In 2016, almost 91 percent of the U.S. population had some form of health insurance. Forty-nine percent had health coverage through their employer, while 33 percent was covered through Medicare or Medicaid. Another 9 percent got insurance through private insurers or other public agencies, leaving only 9 percent of the American populace without insurance.
Less than one in ten Americans goes without health coverage of any kind. That seems like a reasonable number considering factors like financial status, job displacement and freedom of choice, but if you examine the percentage of insured, you will discover some troubling details.
One of the key achievements of the Affordable Care Act, commonly known as Obamacare, was that it provided affordable health insurance to more than 20 million Americans since its passage in 2010. However, a large portion of these newly insured are living with less financial protection than they need.
According to the Commonwealth Fund, almost 28 percent of those with health insurance in the U.S. were underinsured. More than half of these underinsured had problems paying off medical bills, and 45 percent skipped medical care due to cost.
Skyrocketing Health Deductibles
One of the biggest reasons why so many Americans are underinsured is that annual deductibles are too high. More employers are offering workers health plans that have lower premiums but also much higher annual deductibles, and more workers—as well as private consumers—are buying into these plans in an effort to save money.
Since 2011, the average family health insurance premium has only gone up 20 percent, while premiums rose 31 percent between 2006 and 2011, and 63 percent from 2001 to 2006. The slow rise in premiums in recent years is almost entirely attributable to employers switching to high annual deductible health plans.
Between 2011 and 2016, the average annual deductible for workers rose $486 to $1,478, an almost 50 percent leap. This means that people who are covered through an employer health plan are paying less to maintain their health coverage, but if they need to see a doctor, they are having to pay more of the expense themselves.
Unfortunately, the hidden costs of such high annual deductibles often prevent policyholders from accessing needed health care. With almost half of all workers on health plans with more than $1000 in annual deductibles, almost 41 percent report that they are unable to afford a $400 medical expense. This serious financial obstacle is creating other hidden costs; as more people avoid seeing a physician, many life-threatening conditions are going undiagnosed which will likely lead to much greater expenses when treatment is required.

■ **PROVIDED MATERIAL**
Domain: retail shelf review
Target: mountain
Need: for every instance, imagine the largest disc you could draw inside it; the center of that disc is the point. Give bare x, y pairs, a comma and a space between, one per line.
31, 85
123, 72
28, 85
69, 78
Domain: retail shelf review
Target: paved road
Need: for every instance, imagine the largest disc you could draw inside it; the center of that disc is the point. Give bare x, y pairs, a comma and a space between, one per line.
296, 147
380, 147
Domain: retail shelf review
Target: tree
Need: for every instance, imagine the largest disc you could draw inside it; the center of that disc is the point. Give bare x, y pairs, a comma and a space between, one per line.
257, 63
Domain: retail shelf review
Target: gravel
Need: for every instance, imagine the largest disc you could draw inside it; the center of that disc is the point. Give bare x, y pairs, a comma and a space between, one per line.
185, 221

■ **EXERCISE REQUIREMENTS**
a – Reproduce, word for word, the stretch of the passage on U.S. health insurance from "One of the key" through "to save money.".
b – Carry on the passage on U.S. health insurance, picking up after its final sentence.

■ **EXPECTED OUTPUTS**
a –
One of the key achievements of the Affordable Care Act, commonly known as Obamacare, was that it provided affordable health insurance to more than 20 million Americans since its passage in 2010. However, a large portion of these newly insured are living with less financial protection than they need.
According to the Commonwealth Fund, almost 28 percent of those with health insurance in the U.S. were underinsured. More than half of these underinsured had problems paying off medical bills, and 45 percent skipped medical care due to cost.
Skyrocketing Health Deductibles
One of the biggest reasons why so many Americans are underinsured is that annual deductibles are too high. More employers are offering workers health plans that have lower premiums but also much higher annual deductibles, and more workers—as well as private consumers—are buying into these plans in an effort to save money.

b –
Employers Are Recognizing the Problem
The switch to health plans began in 2003, when the Bush administration made changes to the tax code that allowed businesses to change their employee health plans. More companies made changes when the financial crisis hit; in an effort to save money, they skimped on employee premiums, saddling workers with more of the financial responsibility. The Affordable Care Act also added to this trend by offering tax subsidies to assist in signing up for health plans that often had unaffordable deductibles.
However, more companies are recognizing that putting such a financial burden on their workers that impacts their health is also deleterious to the organization. Although lower premiums may save the business a few dollars, it also jeopardizes the health of key workers as well as their financial stability. If workers stop taking medications or seeing their doctor, then their productivity at work could be impacted. If they can’t afford medical care, then they may lose their position due to bankruptcy or seek employment with a more generous company.
That is why some companies are taking action. The investment company JP Morgan has implemented a new health plan for employees making less than $60,000 a year that virtually eliminates annual deductibles. The pharmacy chain CVS adopted an employee health plan with high deductibles five years ago, but the company realized that high costs were preventing some workers from taking medications. CVS began offering free drugs to workers and has broadened the program recently; the company now recommends to its corporate clients that they do the same.
How to Live with High Deductible Health Coverage
If you or your spouse is enrolled in a health plan with high deductibles, there is still some hope. If both of you are young and healthy, then this kind of plan may be ideal for you. If you are unlikely to get sick, then you should save the money you might have spent on higher premiums for the coming years when a health plan with lower out-of-pocket costs makes more sense.
Use free services where you can. Almost all health plans provide for free annual checkups and preventive care like immunizations and mammograms. Just make sure that your physician knows you want the free care.
If you want to save money for any future health care expenses, then one of the smartest ways is a health savings account. Many employers have made them available to employees as a way to defray high deductible costs, but you can also set one up independently if you desire. You can save up to $3,400 for an individual or $6,750 for a family every year. You can roll over any funds you don’t use, and all deposits are tax-free.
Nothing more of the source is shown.